*Supplied records*:

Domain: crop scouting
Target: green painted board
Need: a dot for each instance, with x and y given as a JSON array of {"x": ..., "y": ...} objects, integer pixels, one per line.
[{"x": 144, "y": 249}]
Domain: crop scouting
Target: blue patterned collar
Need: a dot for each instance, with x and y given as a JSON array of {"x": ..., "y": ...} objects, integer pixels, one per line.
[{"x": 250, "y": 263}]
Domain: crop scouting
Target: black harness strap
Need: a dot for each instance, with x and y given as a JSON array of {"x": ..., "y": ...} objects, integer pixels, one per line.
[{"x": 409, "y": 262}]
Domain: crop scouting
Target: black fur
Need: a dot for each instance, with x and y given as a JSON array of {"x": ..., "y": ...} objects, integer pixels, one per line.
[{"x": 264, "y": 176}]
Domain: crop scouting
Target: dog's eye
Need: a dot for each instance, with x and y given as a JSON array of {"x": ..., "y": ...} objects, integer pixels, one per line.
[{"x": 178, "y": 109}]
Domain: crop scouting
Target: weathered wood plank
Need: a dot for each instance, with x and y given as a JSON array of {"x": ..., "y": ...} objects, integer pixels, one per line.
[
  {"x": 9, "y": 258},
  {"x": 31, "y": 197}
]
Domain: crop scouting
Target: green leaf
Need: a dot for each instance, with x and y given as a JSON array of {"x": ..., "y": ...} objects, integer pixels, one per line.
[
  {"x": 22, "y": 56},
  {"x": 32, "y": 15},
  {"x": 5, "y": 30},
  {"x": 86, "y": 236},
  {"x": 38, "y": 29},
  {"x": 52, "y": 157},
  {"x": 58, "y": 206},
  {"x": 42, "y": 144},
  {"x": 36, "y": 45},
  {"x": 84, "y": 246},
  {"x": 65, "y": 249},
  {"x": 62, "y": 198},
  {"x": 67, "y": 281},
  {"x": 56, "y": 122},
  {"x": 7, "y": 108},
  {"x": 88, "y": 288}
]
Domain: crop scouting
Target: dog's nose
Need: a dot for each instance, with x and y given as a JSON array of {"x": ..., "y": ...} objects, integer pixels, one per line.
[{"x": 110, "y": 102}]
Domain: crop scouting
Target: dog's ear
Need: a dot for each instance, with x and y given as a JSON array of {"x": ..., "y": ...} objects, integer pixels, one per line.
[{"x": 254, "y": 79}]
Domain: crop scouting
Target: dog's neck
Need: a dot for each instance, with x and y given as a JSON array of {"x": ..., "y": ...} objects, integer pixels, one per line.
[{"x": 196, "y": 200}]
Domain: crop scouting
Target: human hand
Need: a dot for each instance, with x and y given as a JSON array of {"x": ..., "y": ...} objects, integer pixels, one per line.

*Problem to work on*: Give the number of lines in the data that include the string "Target", please, and nothing else.

*Answer space*: 11